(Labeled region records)

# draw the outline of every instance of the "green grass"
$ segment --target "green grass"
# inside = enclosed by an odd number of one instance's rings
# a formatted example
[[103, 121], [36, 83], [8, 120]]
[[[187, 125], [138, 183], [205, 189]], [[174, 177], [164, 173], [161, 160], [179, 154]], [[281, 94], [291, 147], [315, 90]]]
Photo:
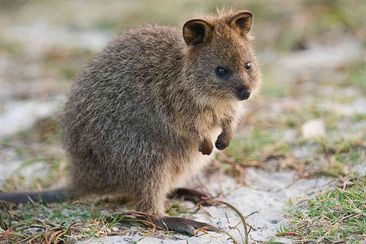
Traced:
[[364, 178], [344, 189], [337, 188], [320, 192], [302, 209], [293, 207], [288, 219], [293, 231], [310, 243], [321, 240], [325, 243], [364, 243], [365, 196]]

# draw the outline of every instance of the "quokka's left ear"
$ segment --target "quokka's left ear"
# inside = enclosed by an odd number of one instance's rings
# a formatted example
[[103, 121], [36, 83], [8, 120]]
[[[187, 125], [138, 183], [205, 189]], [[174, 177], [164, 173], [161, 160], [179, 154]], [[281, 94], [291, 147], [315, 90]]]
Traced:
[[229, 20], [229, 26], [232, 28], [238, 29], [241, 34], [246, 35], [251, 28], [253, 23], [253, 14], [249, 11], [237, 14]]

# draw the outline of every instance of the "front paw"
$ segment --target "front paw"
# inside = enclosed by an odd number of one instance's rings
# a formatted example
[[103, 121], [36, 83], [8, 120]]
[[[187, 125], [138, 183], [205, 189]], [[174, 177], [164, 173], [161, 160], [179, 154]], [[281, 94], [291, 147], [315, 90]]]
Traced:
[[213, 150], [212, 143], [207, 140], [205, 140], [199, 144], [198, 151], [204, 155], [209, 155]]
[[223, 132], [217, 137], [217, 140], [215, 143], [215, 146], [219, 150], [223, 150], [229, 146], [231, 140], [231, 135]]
---
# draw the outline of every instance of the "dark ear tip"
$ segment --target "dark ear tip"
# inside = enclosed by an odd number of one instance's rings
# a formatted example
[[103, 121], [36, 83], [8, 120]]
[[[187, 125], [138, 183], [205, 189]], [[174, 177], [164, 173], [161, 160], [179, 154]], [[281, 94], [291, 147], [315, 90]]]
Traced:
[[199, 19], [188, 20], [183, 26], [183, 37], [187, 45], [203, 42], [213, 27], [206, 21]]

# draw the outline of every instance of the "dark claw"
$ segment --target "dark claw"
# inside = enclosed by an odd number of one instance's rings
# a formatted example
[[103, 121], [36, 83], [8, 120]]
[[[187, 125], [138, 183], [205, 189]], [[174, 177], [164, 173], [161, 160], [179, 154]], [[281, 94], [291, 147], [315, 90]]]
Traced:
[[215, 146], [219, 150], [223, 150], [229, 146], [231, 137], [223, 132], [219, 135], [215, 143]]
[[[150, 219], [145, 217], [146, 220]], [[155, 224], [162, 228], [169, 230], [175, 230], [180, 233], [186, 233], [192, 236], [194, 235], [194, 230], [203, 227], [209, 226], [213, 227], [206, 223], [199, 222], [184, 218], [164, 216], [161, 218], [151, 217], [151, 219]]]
---
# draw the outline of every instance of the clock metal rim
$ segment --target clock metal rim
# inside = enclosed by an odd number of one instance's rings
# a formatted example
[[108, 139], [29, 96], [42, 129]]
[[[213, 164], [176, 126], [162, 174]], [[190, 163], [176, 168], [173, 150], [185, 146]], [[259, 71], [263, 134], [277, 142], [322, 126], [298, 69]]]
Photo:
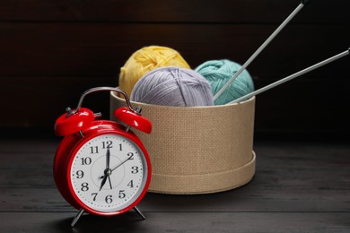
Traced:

◆ DIRECTIVE ◆
From the rows above, pull out each line containing the word "every".

◆ REPLY TO THE EXERCISE ◆
# draw the outline of every instance of the "green grass"
# draw the outline of every instance of the "quokka's left ear"
# draw the outline of every instance of the "front paw"
# draw the outline of every instance of the "dark ear tip"
# draw the outline of every instance of the "dark claw"
# draw the outline of every instance of the clock metal rim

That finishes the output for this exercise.